Pour trouver des comparaison plus fines il faut donc chercher ailleurs. Une véritable enquête qui pourrait apporter de la clarté sur l’origine du modèle sculptural et sur sa datation. Or, il faut savoir que d’autres statues présentent le même type sculptural que le bronze croate. Ces exemplaires, parmi lesquels figure un bronze d’Ephese conservé à Vienne, témoignent de l’existence d’un prototype commun d’époque hellénistique. Est-ce donc de l’un des deux athlètes sculptés par ce Daidalos de Sicyone (IVème siècle avant notre ère) dont nous parle Pline ?

Une superbe copie d’un original méconnu
Si la posture du bronze permet de dater la sculpture du IVème siècle avant notre ère, il n’en demeure pas moins vrai qu’il pourrait s’agir d’une copie, ou d’un moulage sur l’original. Les scientifiques qui ont restauré le bronze,  de l’Opificio delle Pietre Dure de Florence et de l’Institut croate de restauration, semblent s’accorder sur cette hypothèse. De nombreux détails font penser, en effet, à une réplique hellénistique ou romaine d’un mystérieux prototype grec.

——————————

* Vos consignes
Recopiez fidèlement le passage de l'extrait sur le bronze croate qui commence par « Une superbe copie » et se termine par « mystérieux prototype grec. ».

* Enregistrements
——————————

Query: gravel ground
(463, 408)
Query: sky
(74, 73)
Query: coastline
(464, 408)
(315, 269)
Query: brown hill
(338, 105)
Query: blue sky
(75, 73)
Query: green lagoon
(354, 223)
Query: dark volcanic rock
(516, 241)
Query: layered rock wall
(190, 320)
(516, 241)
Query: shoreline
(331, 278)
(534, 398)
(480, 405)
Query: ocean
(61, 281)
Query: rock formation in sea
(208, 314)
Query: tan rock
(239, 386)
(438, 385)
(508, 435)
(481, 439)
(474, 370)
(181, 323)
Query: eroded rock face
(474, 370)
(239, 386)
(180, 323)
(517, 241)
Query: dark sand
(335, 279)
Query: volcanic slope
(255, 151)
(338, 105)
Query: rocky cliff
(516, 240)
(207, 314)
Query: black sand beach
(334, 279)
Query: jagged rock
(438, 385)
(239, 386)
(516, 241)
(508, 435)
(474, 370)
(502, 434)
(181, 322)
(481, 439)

——————————

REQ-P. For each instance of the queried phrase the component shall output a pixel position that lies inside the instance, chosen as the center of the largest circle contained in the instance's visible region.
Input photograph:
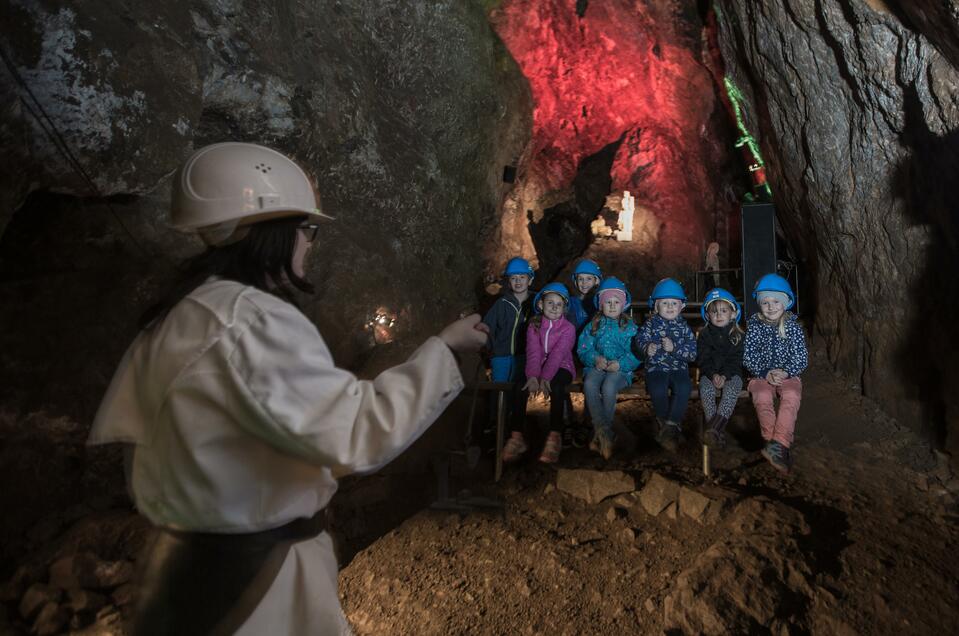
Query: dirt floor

——————————

* Zone de réponse
Une superbe copie d’un original méconnu
Si la posture du bronze permet de dater la sculpture du IVème siècle avant notre ère, il n’en demeure pas moins vrai qu’il pourrait s’agir d’une copie, ou d’un moulage sur l’original. Les scientifiques qui ont restauré le bronze,  de l’Opificio delle Pietre Dure de Florence et de l’Institut croate de restauration, semblent s’accorder sur cette hypothèse. De nombreux détails font penser, en effet, à une réplique hellénistique ou romaine d’un mystérieux prototype grec.